## Directives
A. In the forum post about RODBC and DateTime columns, why does the poster say the first query "works as expected"? Answer in one to three sentences.
B. Using the forum post about RODBC, answer these:
(i) What version of SQL Server are the queries run against?
(ii) How many rows does the first query ask for with TOP?
(iii) Between what row counts does the time portion start to disappear?
C. Reproduce the stretch of the forum post about RODBC from "So this is VERY" through "close(myconn)", word for word.

## Provided text
15

So this is VERY strange. RODBC seems to drop the time portion of DateTime SQL columns if the result set is large enough. (The queries are running against an SQL Server 2012 machine, and, yes, when I run them on the SQL Server side they produce identical and proper results, regardless of how many rows are returned.)

For example, the following works perfectly:

myconn <- odbcConnect(dsnName, uid, pwd)
results <- sqlQuery(myconn, "SELECT TOP 100 MyID, MyDateTimeColumn from MyTable ORDER BY MyDateTimeColumn DESC")
close(myconn)

In R, the following works as expected:

> results$MyDateTimeColumn[3]
[1] "2013-07-01 00:01:22 PDT"

which is a valid POSIXct date time. However, when somewhere between 10,000 and 100,000 rows are returned, suddenly the time portion disappears:

myconn <- odbcConnect(dsnName, uid, pwd)
bigResults <- sqlQuery(myconn, "SELECT TOP 100000 MyID, MyDateTimeColumn from MyTable ORDER BY MyDateTimeColumn DESC")

## Dataset excerpt
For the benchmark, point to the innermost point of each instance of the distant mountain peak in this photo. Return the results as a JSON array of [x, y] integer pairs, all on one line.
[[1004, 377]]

## Task results
A. For the 100-row query, the value at `results$MyDateTimeColumn[3]` is "2013-07-01 00:01:22 PDT". That value keeps its time portion and is a valid POSIXct date time.

B.
(i) SQL Server 2012
(ii) 100
(iii) Somewhere between 10,000 and 100,000 rows

C.
So this is VERY strange. RODBC seems to drop the time portion of DateTime SQL columns if the result set is large enough. (The queries are running against an SQL Server 2012 machine, and, yes, when I run them on the SQL Server side they produce identical and proper results, regardless of how many rows are returned.)

For example, the following works perfectly:

myconn <- odbcConnect(dsnName, uid, pwd)
results <- sqlQuery(myconn, "SELECT TOP 100 MyID, MyDateTimeColumn from MyTable ORDER BY MyDateTimeColumn DESC")
close(myconn)